> [To do] Render every line of the entries below as a Markdown table with the columns "Row" and "Line," numbering the rows consecutively and omitting any blank lines.

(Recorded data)
· · · · · · ·
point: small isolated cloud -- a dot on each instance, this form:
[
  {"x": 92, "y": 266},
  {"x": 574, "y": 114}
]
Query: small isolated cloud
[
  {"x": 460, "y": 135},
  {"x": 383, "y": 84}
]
· · · · · · ·
> [Complete output]
| Row | Line |
|---|---|
| 1 | point: small isolated cloud -- a dot on each instance, this form: |
| 2 | [ |
| 3 |   {"x": 92, "y": 266}, |
| 4 |   {"x": 574, "y": 114} |
| 5 | ] |
| 6 | Query: small isolated cloud |
| 7 | [ |
| 8 |   {"x": 460, "y": 135}, |
| 9 |   {"x": 383, "y": 84} |
| 10 | ] |